=== Text shown ===
----------

# Import Libraries

In [1]:

from pyspark.ml.recommendation import ALS
from pyspark.sql import SparkSession
from pyspark.sql.functions import col
from pyspark.ml.feature import StringIndexer
from pyspark.ml import Pipeline
from pyspark.ml.evaluation import RegressionEvaluator
from pyspark.sql.types import StructType,StructField,IntegerType
from pyspark.sql.functions import stddev,mean,avg,lit

# Constants : Modify as and when required!

In [2]:
# file paths
business_file="Sample_Datasets/montreal_business/part-00000-b5f251d0-79e6-47a8-a405-042eb7b7894e-c000.snappy.parquet"
reviews_file="Sample_Datasets/montreal_reviews/part-00000-f0e4463e-0ac9-402e-b995-734cbefc958e-c000.snappy.parquet"
users_file="Sample_Datasets/montreal_users/part-00000-a7d49d78-89a7-478f-a577-0efe02dca047-c000.snappy.parquet"


# Initialize spark session

In [3]:
app_name="Collaborative filtering for restaurant recommendation"

def init_spark():
    spark = SparkSession \
        .builder \
        .appName(app_name) \
        .getOrCreate()
    return spark


# Load Dataset in Apache Spark

In [4]:
spark=init_spark()
business_df = spark.read.parquet(business_file)
reviews_df=spark.read.parquet(reviews_file)
users_df=spark.read.parquet(users_file)

## Selecting required features

In our project, we are only concerned with a subset of columns from the dataset, specifically those that are relevant to our goal of recommending restaurants in Montreal. Therefore, we extract the necessary features from the business_df table, including the id, name, stars, category. 
Similarly, we filter the reviews_df table to include only reviews for the selected restaurants by performing an inner join with business_df.

In [5]:
business_df = business_df.select("business_id","name", "stars", 
                                 "review_count", "address", "city", "state", "postal_code", "longitude", 
                                 "categories", "latitude").withColumnRenamed("stars", "stars_restaurant")
reviews_df = reviews_df.join(business_df, on='business_id', how='inner')

## Preparing Data for ALS: Convert String to index
Prior to initiating the modeling process, it is essential to transform all the relevant columns to integer type for compatibility with the ALS model from pyspark. The columns requiring conversion are the business_id and user_id. We accomplish this by leveraging the StringIndexer function, which we imported from pyspark.ml.feature.

In [6]:
indexer = [StringIndexer(inputCol=column, outputCol=column+"_index") for column in ['business_id', 'user_id']]
pipeline = Pipeline(stages=indexer)
transformed = pipeline.fit(reviews_df).transform(reviews_df)
transformed.select(['business_id', 'user_id','business_id_index', 'user_id_index','stars','categories'])

----------

=== Stored records ===
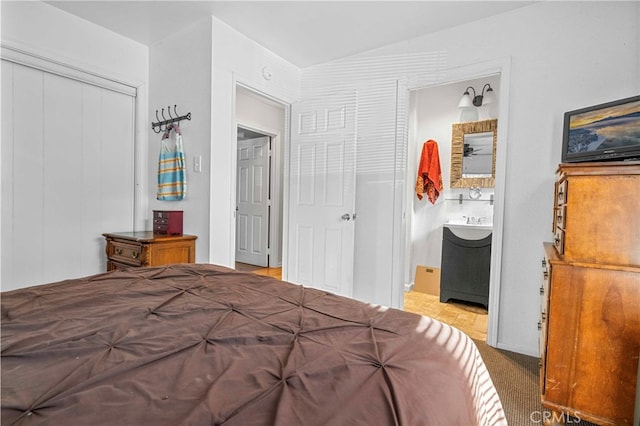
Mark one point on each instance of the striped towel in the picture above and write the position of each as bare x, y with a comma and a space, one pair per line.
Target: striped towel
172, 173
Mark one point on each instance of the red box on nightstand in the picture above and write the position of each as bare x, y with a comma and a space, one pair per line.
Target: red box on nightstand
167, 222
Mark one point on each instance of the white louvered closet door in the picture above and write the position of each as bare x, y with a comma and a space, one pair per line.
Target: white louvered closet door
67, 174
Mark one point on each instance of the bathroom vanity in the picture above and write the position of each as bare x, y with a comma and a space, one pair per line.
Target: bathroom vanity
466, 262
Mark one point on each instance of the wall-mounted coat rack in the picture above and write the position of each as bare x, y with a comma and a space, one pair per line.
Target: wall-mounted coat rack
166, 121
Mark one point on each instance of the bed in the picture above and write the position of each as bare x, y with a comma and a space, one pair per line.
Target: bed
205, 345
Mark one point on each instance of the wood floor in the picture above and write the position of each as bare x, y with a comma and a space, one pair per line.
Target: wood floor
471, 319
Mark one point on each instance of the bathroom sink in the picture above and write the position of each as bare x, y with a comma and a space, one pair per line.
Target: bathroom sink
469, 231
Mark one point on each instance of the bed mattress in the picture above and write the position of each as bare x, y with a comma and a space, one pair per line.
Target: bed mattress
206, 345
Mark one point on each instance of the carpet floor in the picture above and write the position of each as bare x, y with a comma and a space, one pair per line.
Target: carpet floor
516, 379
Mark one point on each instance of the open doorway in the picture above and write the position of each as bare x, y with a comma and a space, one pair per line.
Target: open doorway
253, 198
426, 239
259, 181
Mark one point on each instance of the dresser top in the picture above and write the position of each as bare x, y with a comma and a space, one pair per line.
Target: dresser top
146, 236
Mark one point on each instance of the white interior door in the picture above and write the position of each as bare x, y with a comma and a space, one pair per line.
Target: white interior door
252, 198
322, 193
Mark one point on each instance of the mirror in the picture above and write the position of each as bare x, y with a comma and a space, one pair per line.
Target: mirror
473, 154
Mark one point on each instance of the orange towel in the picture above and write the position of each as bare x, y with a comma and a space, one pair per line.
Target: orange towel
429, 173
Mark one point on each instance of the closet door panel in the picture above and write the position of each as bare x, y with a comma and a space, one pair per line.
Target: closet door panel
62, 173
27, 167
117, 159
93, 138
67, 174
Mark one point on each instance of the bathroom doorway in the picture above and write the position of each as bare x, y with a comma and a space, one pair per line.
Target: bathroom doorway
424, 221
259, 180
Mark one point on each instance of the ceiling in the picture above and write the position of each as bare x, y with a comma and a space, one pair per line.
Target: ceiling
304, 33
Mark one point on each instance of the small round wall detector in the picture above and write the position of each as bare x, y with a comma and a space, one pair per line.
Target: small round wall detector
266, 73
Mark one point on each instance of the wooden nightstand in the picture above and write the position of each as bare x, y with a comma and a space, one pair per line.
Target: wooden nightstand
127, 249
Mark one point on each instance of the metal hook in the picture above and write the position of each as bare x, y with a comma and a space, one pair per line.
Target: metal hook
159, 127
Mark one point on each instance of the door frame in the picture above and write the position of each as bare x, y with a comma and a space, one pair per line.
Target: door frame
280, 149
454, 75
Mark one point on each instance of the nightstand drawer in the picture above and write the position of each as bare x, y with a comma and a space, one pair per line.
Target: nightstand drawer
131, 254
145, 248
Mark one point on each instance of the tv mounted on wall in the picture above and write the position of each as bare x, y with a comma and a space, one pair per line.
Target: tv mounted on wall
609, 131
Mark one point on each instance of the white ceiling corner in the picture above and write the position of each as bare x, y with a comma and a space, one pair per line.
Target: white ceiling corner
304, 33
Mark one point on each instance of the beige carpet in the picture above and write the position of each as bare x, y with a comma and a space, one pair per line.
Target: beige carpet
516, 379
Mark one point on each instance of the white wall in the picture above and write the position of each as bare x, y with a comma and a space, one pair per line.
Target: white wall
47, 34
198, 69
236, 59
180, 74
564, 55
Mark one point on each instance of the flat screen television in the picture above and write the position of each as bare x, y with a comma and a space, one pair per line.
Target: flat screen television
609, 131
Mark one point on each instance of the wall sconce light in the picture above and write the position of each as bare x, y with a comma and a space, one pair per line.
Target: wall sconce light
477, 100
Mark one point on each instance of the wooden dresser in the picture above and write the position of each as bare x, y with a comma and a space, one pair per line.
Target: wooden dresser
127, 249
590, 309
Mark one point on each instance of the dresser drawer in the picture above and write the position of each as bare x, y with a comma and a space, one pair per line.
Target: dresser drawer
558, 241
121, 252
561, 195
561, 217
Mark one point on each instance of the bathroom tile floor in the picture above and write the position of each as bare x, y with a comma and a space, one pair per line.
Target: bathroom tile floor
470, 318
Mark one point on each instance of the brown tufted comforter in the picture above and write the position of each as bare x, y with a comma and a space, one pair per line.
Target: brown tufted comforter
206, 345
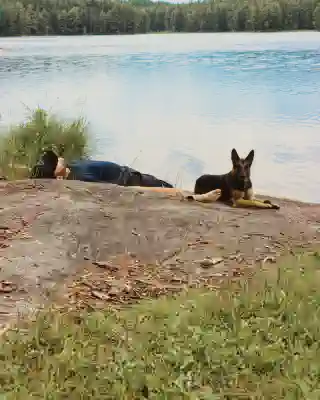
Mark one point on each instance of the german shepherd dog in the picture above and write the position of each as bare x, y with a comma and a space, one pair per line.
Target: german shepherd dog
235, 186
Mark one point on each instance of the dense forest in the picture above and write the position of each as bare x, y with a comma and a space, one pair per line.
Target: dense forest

----------

=== Required actions ===
a) Decide whether each statement agrees with the restaurant recommendation notebook, answering yes or no and quoting the words of the notebook that decide it.
(i) The reviews table is narrowed to the chosen restaurants by an inner join with the business table.
(ii) The columns that must be converted to integer type are business_id and stars.
(iii) In the business table, the "stars" column is renamed to "stars_restaurant".
b) Carry the restaurant recommendation notebook forward, picking up after its final line.
The lines are not needed for what follows.

=== Expected answers ===
a)
(i) Yes: "we filter the reviews_df table to include only reviews for the selected restaurants by performing an inner join with business_df."
(ii) No: "The columns requiring conversion are the business_id and user_id."
(iii) Yes: ".withColumnRenamed("stars", "stars_restaurant")"

b)
DataFrame[business_id: string, user_id: string, business_id_index: double, user_id_index: double, stars: double, categories: string]

## Spliting the dataset into training and testing subsets 

Setting a seed value as 3 to make randomsplit output deterministic

In [7]:
(training, test) = transformed.randomSplit([0.8, 0.2],3)

In [8]:
# Compute the global mean
global_mean = training.agg(avg('stars')).collect()[0][0]
print("Global Average:",str(global_mean))


Global Average: 3.8922836512555232


# Prediction using global average for comparison

In [9]:
#Evaluate the root mean squared error if we use the global average as a prediction for all rating, Our model should perform better than this

test_avg = test.withColumn('prediction',lit(global_mean))
    
evaluator = RegressionEvaluator(metricName="rmse", labelCol="stars",predictionCol="prediction")
rmse = evaluator.evaluate(test_avg)

print("Root-mean-square error = " + str(rmse))


Root-mean-square error = 1.2260849010325352


## Basic ALS model
The Apache Spark library provides various parameters for the ALS (Alternating Least Squares) algorithm, including:

- rank: the number of latent factors used in the model (default value: 10).
- maxIter: the maximum number of iterations to run (default value: 10).
- regParam: the regularization parameter used in ALS (default value: 1.0).
- implicitPrefs: a boolean value that indicates whether to use the explicit feedback ALS variant or the one adapted for implicit feedback data (default value: false, which means using explicit feedback).
- alpha: a parameter that applies to the implicit feedback variant of ALS, determining the baseline confidence in preference observations (default value: 1.0).
- nonnegative: a boolean value that specifies whether to use nonnegative constraints for least squares (default value: false).

In [10]:

#ALS model with default values
als=ALS(userCol="user_id_index",itemCol="business_id_index",ratingCol="stars",coldStartStrategy="drop",nonnegative=True)
als.setSeed(2)

ALS_9718f70bc14f

In [11]:
#train the default model
model=als.fit(training)

In [12]:
# predict the stars for test set 
predictions=model.transform(test)

In [13]:
#evaludate default model
evaluator=RegressionEvaluator(metricName="rmse",labelCol="stars",predictionCol="prediction")
rmse=evaluator.evaluate(predictions)
print("RMSE="+str(rmse))

RMSE=1.3534108396501865


## Tuning Hyper Parameters

In [14]:
ranks=[5,30,50,100]
for rank in ranks:
    als = ALS(rank=rank,userCol="user_id_index",itemCol="business_id_index",ratingCol="stars",coldStartStrategy="drop",nonnegative=True)
    als.setSeed(2)
    model = als.fit(training)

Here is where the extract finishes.